What to do:
a) From the dlib face landmark thread, copy the text starting with "I see the procedure" and going on through "dlib project (train_shape_predictor_ex).".
b) In the dlib face landmark thread, what mean_test_error did the person training the 68-landmark model on the iBUG-300W dataset get?
c) Write the next part of the dlib face landmark thread, picking up after its final sentence.
** start of Given passage **
The reason why I'm trying to include and declare one of the widgets is displaying values on the screen (there is no equivalent of opencv putText, is there?.
I would be very grateful for any help. :)
Cheers,
Teresa
1. How to get shape_predictor_194_face_landmarks.dat ? any links to download directly ?
2. Also do we need to edit any field in dlib face landmark project to inform whether the dat is for 68 landmarks or for 194?
I see the procedure to generate the dat file using helan images gets stuck with non availability of xmls requested by dlib project (train_shape_predictor_ex).
>> http://stackoverflow.com/questions/36711905/dlib-train-shape-predictor-ex-cpp?answertab=votes#tab-top has some puzzled answer.
Regards
Gopi. J
I don't have a model file for that dataset, so you will need to train your own. You don't need to edit any dlib code. The example programs and documentation give full details of how to use dlib.
Trained the 194 points successfully :)
Posted the details here http://stackoverflow.com/questions/36711905/dlib-train-shape-predictor-ex-cpp
Sweet :)
Hi Davis,
I tried to train a model of 68 landmarks with iBUG-300W dataset as you did. However there are only 535 images can detected correctly and I used the train_shape_predictor_ex with default parameters. However the mean_test_error is 0.07 and yours is 0.04 on the same test dataset. Can you provide some details of training process?
Thank you.
** end of Given passage **
** start of Dataset excerpts **
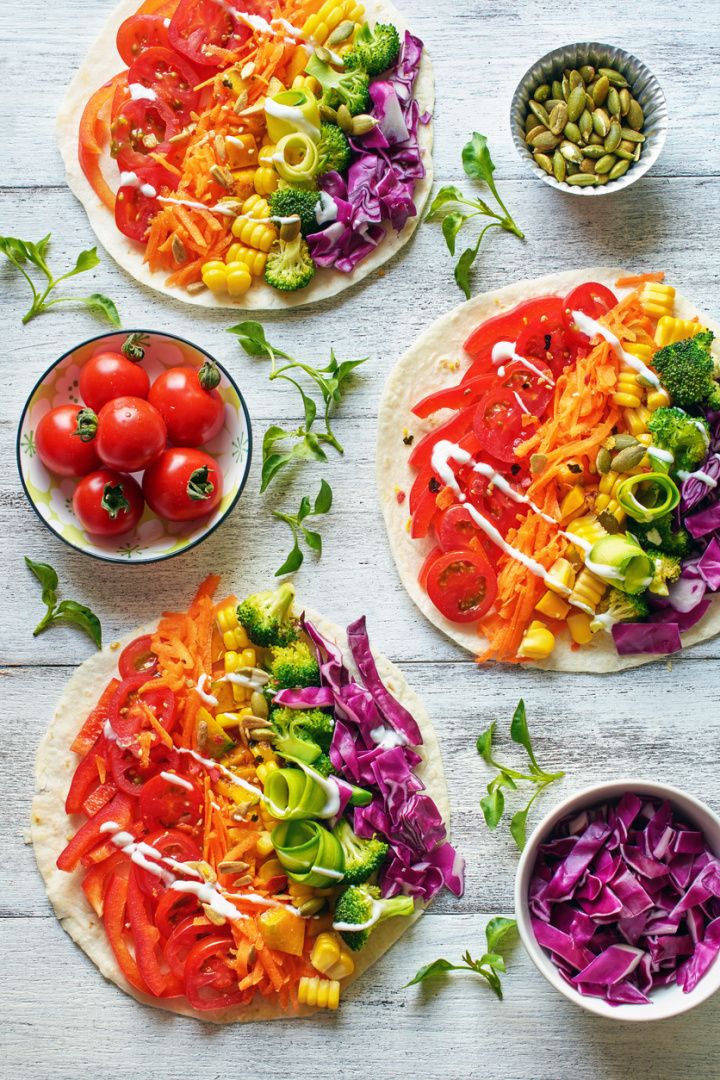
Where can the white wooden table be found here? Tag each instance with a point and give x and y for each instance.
(59, 1018)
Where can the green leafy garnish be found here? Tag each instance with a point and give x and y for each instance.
(312, 539)
(449, 204)
(490, 964)
(493, 804)
(282, 445)
(23, 252)
(68, 611)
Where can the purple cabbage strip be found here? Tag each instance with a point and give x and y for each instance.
(628, 904)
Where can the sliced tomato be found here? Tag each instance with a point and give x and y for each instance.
(138, 34)
(138, 658)
(165, 804)
(209, 980)
(458, 396)
(498, 423)
(462, 585)
(172, 77)
(140, 127)
(594, 300)
(505, 327)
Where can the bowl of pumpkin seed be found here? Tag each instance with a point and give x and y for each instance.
(589, 119)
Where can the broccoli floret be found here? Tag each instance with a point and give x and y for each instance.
(294, 665)
(333, 149)
(616, 606)
(267, 617)
(663, 536)
(303, 734)
(374, 51)
(341, 88)
(687, 370)
(362, 903)
(289, 265)
(687, 436)
(363, 858)
(287, 202)
(666, 570)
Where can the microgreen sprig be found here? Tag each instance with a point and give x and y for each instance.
(23, 252)
(493, 804)
(449, 204)
(312, 539)
(490, 964)
(331, 382)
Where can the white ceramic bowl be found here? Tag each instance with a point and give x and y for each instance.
(153, 539)
(666, 1001)
(644, 88)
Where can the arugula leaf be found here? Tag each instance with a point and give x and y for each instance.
(69, 611)
(312, 539)
(22, 252)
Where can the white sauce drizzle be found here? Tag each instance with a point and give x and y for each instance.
(593, 328)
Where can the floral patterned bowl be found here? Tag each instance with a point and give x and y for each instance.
(153, 538)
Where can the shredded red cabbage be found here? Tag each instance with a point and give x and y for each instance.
(625, 899)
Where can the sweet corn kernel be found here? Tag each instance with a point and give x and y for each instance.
(538, 642)
(552, 606)
(579, 624)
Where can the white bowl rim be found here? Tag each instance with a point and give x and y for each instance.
(688, 806)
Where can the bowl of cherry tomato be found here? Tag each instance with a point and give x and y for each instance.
(134, 446)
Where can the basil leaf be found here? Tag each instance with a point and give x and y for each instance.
(81, 617)
(492, 806)
(431, 970)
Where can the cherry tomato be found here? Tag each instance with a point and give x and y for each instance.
(189, 403)
(172, 77)
(139, 127)
(462, 585)
(131, 433)
(498, 423)
(60, 446)
(108, 503)
(140, 32)
(165, 804)
(209, 980)
(109, 375)
(199, 25)
(593, 299)
(138, 658)
(182, 485)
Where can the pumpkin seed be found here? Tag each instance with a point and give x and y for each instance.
(613, 137)
(619, 170)
(585, 123)
(600, 90)
(614, 77)
(633, 136)
(558, 118)
(575, 104)
(544, 162)
(605, 163)
(601, 122)
(544, 142)
(582, 180)
(635, 118)
(571, 152)
(629, 458)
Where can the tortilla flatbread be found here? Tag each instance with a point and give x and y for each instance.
(428, 366)
(103, 62)
(52, 828)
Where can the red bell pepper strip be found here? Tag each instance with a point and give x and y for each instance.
(119, 809)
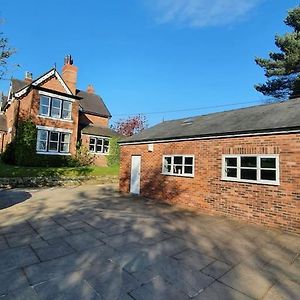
** end of Dataset excerpts **
Replies:
a)
I see the procedure to generate the dat file using helan images gets stuck with non availability of xmls requested by dlib project (train_shape_predictor_ex).

b) 0.07

c)
Bin
I'm not sure what you mean by only 535 images detected correctly. The detector in dlib is more accurate than that. Maybe you are using the wrong dataset. The dataset I used is available here: http://dlib.net/files/data/ibug_300W_large_face_landmark_dataset.tar.gz
Hi Davis
I tested your landmark detection on my 64-bit desktop and set
trainer.set_oversampling_amount(300);
trainer.set_nu(0.05);
trainer.set_tree_depth(10);
But I got the "sp.dat" is 3.8 GB, what data I used is "http://dlib.net/files/data/ibug_300W_large_face_landmark_dataset.tar.gz" .
Could you tell me why the "sp.dat" is so big and hope you can understand my pool english.
It's because you set the tree depth to 10.
Hi,
when you trained model, these are you set?
trainer.set_oversampling_amount(300);
trainer.set_nu(0.05);
trainer.set_tree_depth(2);
Thank you very much.
No, if I recall correctly, I used the default settings except the cascade depth was set to 15.
Hi
when I trained model, I set
trainer.set_oversampling_amount(300);
trainer.set_nu(0.05);
trainer.set_tree_depth(15);
but I got a "sp.dat" big as 8.7GB,it is driving me mad.
hope you can tell me that's why.
thank you.
Hi Davis,
When I used train_shape_predictor example, I printed the landmarks read from the original test xml file by load_image_dataset function one by one and found that the orders of some landmarks are not the same as what written in the xml file. So I read your code and found nothing about this phenomenon. Do you have some hints about this?
Thank you.
This is discussed in the documentation: http://dlib.net/dlib/data_io/load_image_dataset_abstract.h.html#load_image_dataset
Note that it says: "parts_list is in lexicographic sorted order."
Thanks for your reply.
However I just put in three parameters in the function as the example did. And I printed both the landmarks' value and index in the test data set. Some points for example, some landmarks on the face edge, appeared after the eyes which I believed should be the first 41 points in the XML file(I used 194 points to train). I couldn't see any orders on these points. And that gave me a huge trouble on testing the accuracy of the model because of the wrong index of eyes' landmarks.
https://en.wikipedia.org/wiki/Lexicographical_order
Mobile version (Android)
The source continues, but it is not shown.